* **Aim of the exercise**:
Extend the press release below about the White House meeting on data-center energy needs, starting right after its last paragraph.

**** Provided passage

Civil-Society Groups Slam White House Roundtable Between Tech and Utility Executives and Urge Inclusion of Climate and Consumer Perspectives
WASHINGTON — On Thursday, tech and utility executives met with the White House to discuss the growing energy needs of data centers, and the White House followed up with a set of commitments. While the order made vague statements about clean-energy needs, it’s clear that the meeting gave Big Tech and for-profit energy companies preferential treatment in deciding energy policy. If this trend continues, working families and the planet will pay the price in the form of higher utility bills and stalled progress on the country’s climate goals.
Environmental organizations and members of the Athena Coalition responded:
John Farrell, co-director, Institute for Local Self-Reliance; director of ILSR’s Energy Democracy Initiative: “This is a marriage of two monopolized industries that will prove extremely costly for American electricity consumers who had no representation at this meeting. Data centers have already received as much as $700,000 per job in public subsidies, and investor-owned utilities are eagerly offering sweetheart deals to these data centers so they can profit from building the electric grid infrastructure to serve Big Tech’s desires.”

********
**** Information given

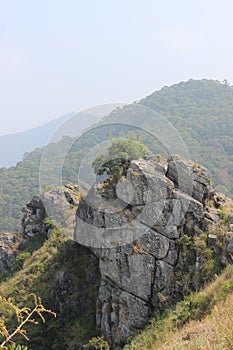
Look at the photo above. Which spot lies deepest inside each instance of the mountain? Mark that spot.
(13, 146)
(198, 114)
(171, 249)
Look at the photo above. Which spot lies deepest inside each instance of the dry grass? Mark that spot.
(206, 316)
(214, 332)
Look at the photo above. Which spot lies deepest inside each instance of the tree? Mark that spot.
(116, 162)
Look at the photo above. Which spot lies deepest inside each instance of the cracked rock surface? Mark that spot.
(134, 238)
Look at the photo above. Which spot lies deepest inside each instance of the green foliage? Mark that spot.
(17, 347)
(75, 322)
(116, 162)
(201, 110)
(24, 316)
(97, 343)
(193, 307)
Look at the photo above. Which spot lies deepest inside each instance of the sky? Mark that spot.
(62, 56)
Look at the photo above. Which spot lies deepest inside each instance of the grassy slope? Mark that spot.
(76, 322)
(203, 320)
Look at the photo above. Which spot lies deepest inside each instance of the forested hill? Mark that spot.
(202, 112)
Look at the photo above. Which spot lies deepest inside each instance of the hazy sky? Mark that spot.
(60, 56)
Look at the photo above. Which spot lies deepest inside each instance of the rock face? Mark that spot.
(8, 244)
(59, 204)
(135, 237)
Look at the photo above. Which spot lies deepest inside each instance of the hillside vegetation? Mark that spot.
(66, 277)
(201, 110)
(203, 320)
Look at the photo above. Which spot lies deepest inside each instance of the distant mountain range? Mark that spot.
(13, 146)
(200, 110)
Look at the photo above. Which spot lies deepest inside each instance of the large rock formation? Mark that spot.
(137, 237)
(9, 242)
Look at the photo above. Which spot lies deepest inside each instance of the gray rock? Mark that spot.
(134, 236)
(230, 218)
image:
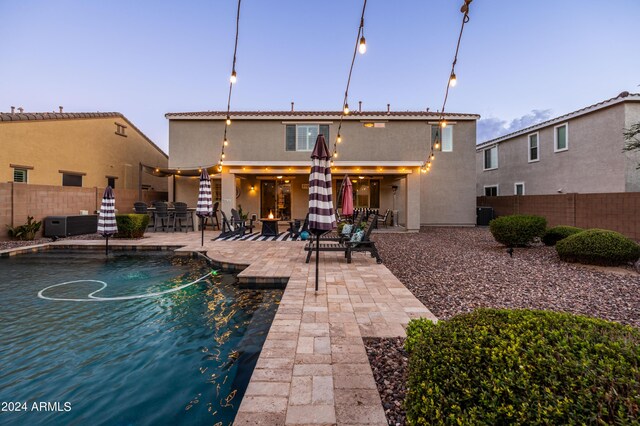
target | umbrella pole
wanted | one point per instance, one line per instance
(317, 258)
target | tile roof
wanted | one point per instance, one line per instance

********
**** Information given

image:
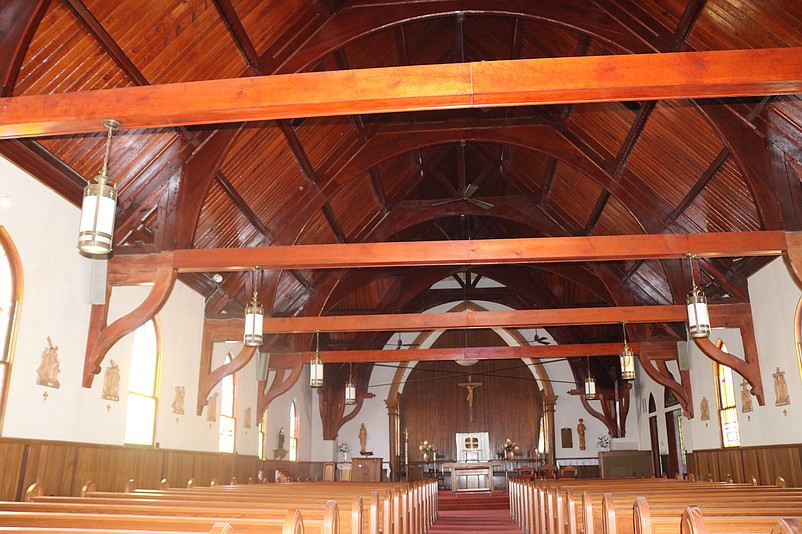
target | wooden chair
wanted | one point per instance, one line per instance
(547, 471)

********
**** Information given

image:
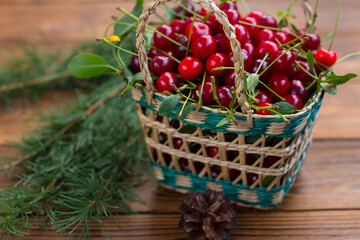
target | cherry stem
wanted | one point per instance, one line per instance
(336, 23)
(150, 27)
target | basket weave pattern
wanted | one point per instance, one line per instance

********

* **Solved problem**:
Julie Bolthouse, director of Land Use, Piedmont Environmental Council: “In Virginia, the lack of transparency around the explosive growth of data centers and the impacts on energy infrastructure, water resources, climate and air quality goals, and communities continues to be a threat to a clean energy transition and public accountability. We’ve seen that a general commitment to sustainability is simply not sufficient to protect our communities across the nation and the critical natural resources we depend on. High quality metrics for sustainability and oversight that ensures protection of electric ratepayers, local air quality, and water supply must be central themes in these discussions.”
Sierra Club Virginia Chapter: “Virginia knows firsthand what data center development looks like when there is a lack of transparency and respect for the communities that are forced to subsidize their development. We are not anti-data center but we are anti-data center development that hurts our chance at a fair and livable future. National leaders need to acknowledge that we are facing an energy crisis and a massive increase in pollution because of data centers alone. Now is the time to take realistic steps beyond empty sustainability promises to ensure we aren’t funding an industry that feigns interest in the well-being of people or the environment.”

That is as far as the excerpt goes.